• _Prompt_:
Pick out and copy every line in the rows below that contains the word "dead".

════

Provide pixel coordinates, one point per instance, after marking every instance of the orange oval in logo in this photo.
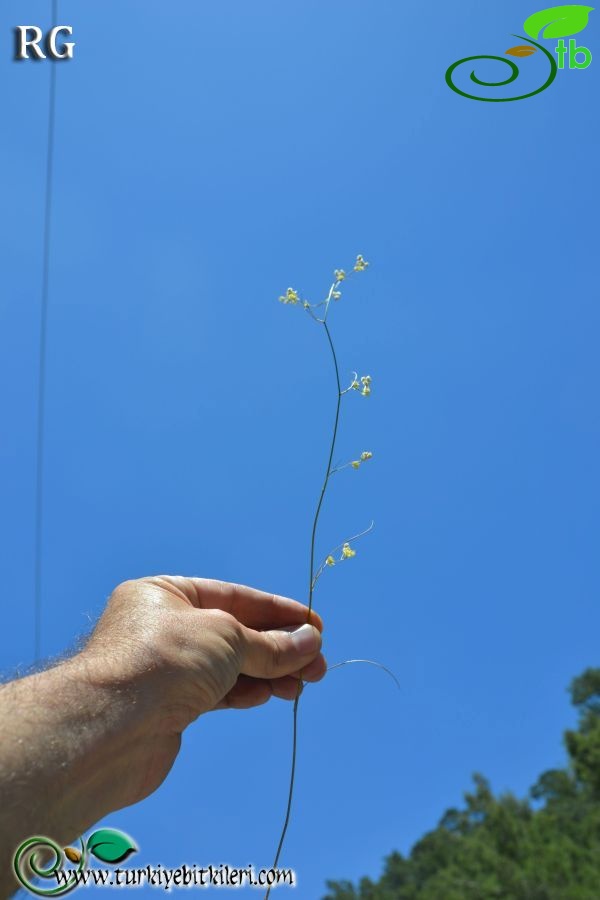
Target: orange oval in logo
(521, 50)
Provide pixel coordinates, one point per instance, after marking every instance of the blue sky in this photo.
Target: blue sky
(208, 156)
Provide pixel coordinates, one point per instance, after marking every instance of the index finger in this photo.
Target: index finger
(253, 608)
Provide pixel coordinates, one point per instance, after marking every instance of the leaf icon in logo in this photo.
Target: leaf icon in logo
(558, 21)
(521, 50)
(109, 845)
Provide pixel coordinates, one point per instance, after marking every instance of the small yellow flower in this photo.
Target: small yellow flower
(290, 296)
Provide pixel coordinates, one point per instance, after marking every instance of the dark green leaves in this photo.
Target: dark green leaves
(109, 845)
(558, 21)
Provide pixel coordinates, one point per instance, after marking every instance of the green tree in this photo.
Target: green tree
(545, 847)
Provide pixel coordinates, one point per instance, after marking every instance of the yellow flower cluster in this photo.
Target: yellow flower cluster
(364, 456)
(290, 296)
(364, 385)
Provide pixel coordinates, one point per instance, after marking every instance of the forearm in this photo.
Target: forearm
(66, 734)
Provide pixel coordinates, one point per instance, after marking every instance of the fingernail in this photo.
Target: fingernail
(306, 639)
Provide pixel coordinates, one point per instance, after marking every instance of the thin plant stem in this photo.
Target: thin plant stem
(311, 583)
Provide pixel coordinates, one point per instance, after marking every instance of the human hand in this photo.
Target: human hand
(180, 647)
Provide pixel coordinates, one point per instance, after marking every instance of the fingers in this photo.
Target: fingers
(253, 608)
(249, 692)
(275, 653)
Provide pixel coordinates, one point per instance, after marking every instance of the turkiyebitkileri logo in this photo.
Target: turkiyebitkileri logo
(548, 24)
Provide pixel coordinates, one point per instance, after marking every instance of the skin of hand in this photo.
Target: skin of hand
(101, 730)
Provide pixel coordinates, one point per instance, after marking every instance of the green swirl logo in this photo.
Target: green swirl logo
(107, 845)
(555, 22)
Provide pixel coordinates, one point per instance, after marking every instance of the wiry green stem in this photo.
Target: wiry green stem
(310, 591)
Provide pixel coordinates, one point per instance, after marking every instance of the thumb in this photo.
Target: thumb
(271, 654)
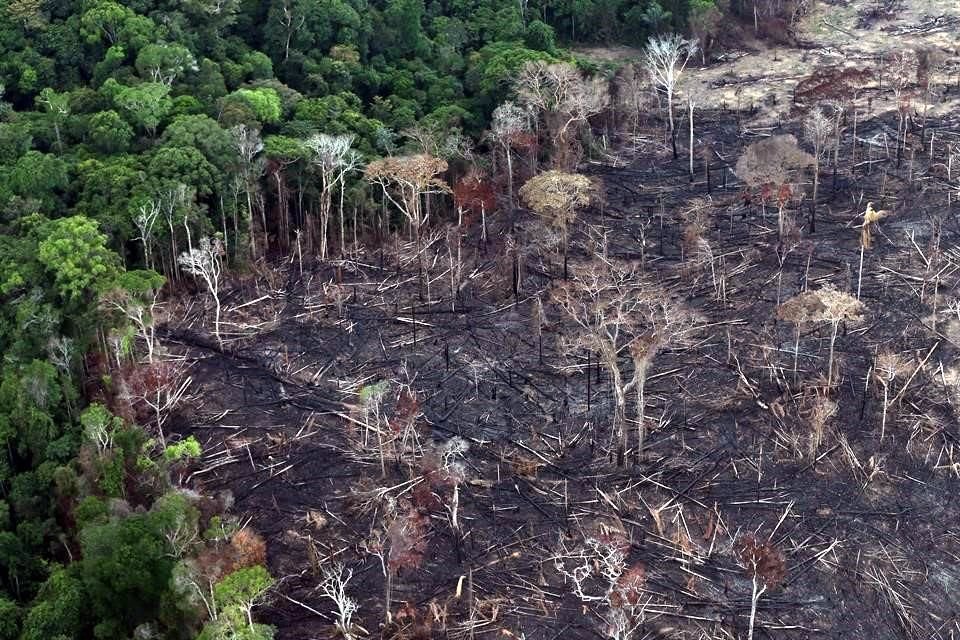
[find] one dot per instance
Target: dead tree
(405, 181)
(137, 298)
(509, 122)
(334, 158)
(615, 312)
(902, 69)
(556, 196)
(565, 100)
(770, 162)
(665, 59)
(870, 218)
(766, 567)
(817, 129)
(205, 261)
(248, 145)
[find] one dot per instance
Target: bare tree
(205, 261)
(556, 196)
(665, 59)
(145, 219)
(565, 100)
(615, 313)
(827, 304)
(405, 180)
(136, 298)
(902, 69)
(334, 158)
(766, 567)
(817, 128)
(248, 145)
(870, 218)
(771, 162)
(334, 586)
(508, 122)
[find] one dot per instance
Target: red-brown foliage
(629, 587)
(249, 548)
(762, 560)
(408, 539)
(830, 83)
(474, 193)
(407, 410)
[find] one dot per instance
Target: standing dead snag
(508, 124)
(665, 59)
(766, 567)
(334, 586)
(824, 305)
(770, 162)
(817, 128)
(556, 196)
(405, 180)
(615, 311)
(870, 217)
(887, 366)
(205, 261)
(136, 297)
(333, 158)
(565, 99)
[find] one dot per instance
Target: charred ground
(866, 527)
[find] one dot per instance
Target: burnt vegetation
(623, 404)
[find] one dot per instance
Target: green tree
(263, 103)
(145, 104)
(165, 63)
(75, 252)
(109, 133)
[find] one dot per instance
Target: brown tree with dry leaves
(556, 197)
(772, 161)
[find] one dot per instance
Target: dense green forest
(131, 129)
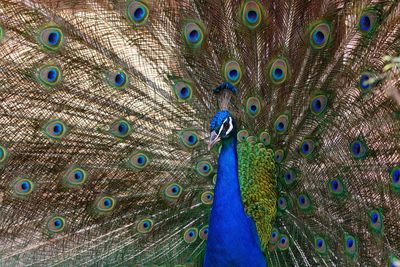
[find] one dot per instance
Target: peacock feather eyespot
(274, 237)
(279, 155)
(367, 82)
(320, 245)
(3, 154)
(193, 32)
(265, 138)
(138, 160)
(251, 14)
(281, 124)
(289, 177)
(22, 187)
(395, 178)
(189, 139)
(307, 147)
(75, 177)
(278, 71)
(190, 235)
(375, 220)
(172, 191)
(183, 90)
(207, 197)
(56, 224)
(121, 128)
(253, 106)
(336, 187)
(283, 242)
(359, 149)
(138, 12)
(51, 38)
(49, 75)
(204, 168)
(320, 35)
(232, 72)
(350, 245)
(105, 204)
(304, 202)
(318, 104)
(55, 129)
(145, 226)
(203, 233)
(368, 21)
(242, 135)
(117, 79)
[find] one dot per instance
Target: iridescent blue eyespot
(289, 177)
(55, 129)
(307, 148)
(75, 177)
(251, 14)
(49, 75)
(367, 21)
(138, 12)
(117, 79)
(145, 226)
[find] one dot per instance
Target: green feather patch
(257, 176)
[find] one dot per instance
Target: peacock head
(222, 127)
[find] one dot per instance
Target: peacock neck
(232, 238)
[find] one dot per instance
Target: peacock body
(106, 111)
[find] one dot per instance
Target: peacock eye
(226, 126)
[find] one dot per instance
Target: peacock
(199, 133)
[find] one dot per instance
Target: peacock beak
(214, 138)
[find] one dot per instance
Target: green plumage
(105, 109)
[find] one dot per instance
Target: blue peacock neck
(232, 238)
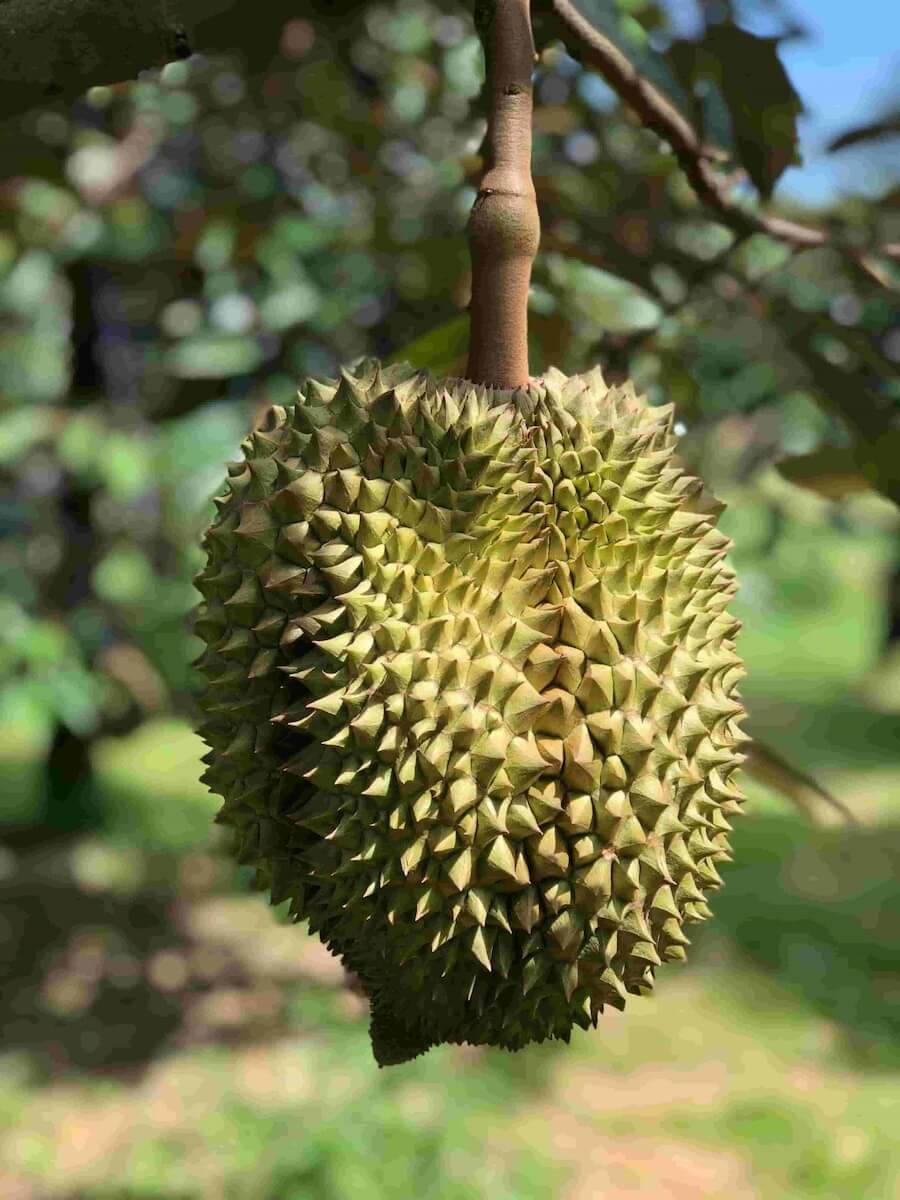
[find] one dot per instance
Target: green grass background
(767, 1067)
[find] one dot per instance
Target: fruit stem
(504, 228)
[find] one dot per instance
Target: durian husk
(472, 694)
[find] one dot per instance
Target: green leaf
(125, 466)
(835, 472)
(761, 99)
(214, 357)
(441, 349)
(771, 769)
(832, 472)
(21, 429)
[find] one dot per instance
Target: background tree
(177, 250)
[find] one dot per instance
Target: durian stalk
(504, 227)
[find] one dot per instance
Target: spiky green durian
(471, 694)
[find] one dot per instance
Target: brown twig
(504, 228)
(592, 48)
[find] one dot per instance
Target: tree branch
(504, 228)
(593, 49)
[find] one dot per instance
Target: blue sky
(846, 72)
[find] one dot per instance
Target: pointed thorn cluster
(471, 694)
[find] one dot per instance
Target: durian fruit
(471, 694)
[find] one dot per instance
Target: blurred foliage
(175, 252)
(174, 255)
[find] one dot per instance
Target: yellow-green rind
(471, 694)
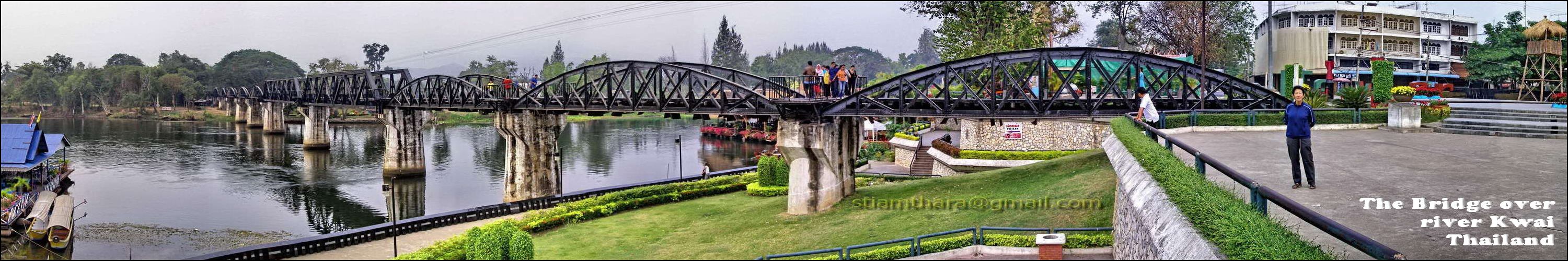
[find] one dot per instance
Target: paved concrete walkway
(405, 244)
(1369, 163)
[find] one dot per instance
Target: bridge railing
(322, 243)
(799, 84)
(1260, 196)
(976, 238)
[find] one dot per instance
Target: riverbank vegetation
(737, 226)
(1220, 216)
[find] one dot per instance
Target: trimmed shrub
(521, 246)
(1219, 215)
(941, 244)
(1017, 155)
(772, 171)
(766, 191)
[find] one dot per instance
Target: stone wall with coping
(1046, 135)
(1147, 224)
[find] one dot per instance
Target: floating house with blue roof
(32, 161)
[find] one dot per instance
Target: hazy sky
(311, 30)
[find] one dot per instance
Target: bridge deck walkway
(405, 244)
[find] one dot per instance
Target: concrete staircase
(923, 161)
(1506, 123)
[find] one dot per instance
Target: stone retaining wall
(1045, 135)
(1147, 224)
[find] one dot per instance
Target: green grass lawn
(737, 226)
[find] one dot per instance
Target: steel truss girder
(998, 85)
(645, 87)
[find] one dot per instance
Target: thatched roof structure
(1545, 30)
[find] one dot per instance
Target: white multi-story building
(1423, 46)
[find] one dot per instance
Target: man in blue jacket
(1299, 121)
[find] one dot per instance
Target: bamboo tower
(1543, 62)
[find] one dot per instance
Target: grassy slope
(737, 226)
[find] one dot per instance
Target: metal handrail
(1263, 194)
(322, 243)
(977, 238)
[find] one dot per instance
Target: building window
(1351, 21)
(1431, 27)
(1399, 46)
(1347, 63)
(1432, 48)
(1399, 24)
(1459, 30)
(1325, 21)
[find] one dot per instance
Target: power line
(582, 18)
(590, 27)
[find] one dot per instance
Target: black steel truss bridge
(1068, 82)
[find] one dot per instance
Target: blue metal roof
(16, 143)
(22, 146)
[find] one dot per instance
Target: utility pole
(1269, 51)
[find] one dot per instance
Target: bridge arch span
(645, 87)
(1065, 82)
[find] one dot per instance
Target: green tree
(375, 54)
(251, 66)
(123, 60)
(595, 60)
(325, 66)
(493, 66)
(866, 62)
(59, 65)
(926, 52)
(1125, 15)
(1178, 27)
(728, 49)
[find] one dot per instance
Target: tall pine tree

════

• _Response to the task_:
Target: dead tree
Target: standing dead snag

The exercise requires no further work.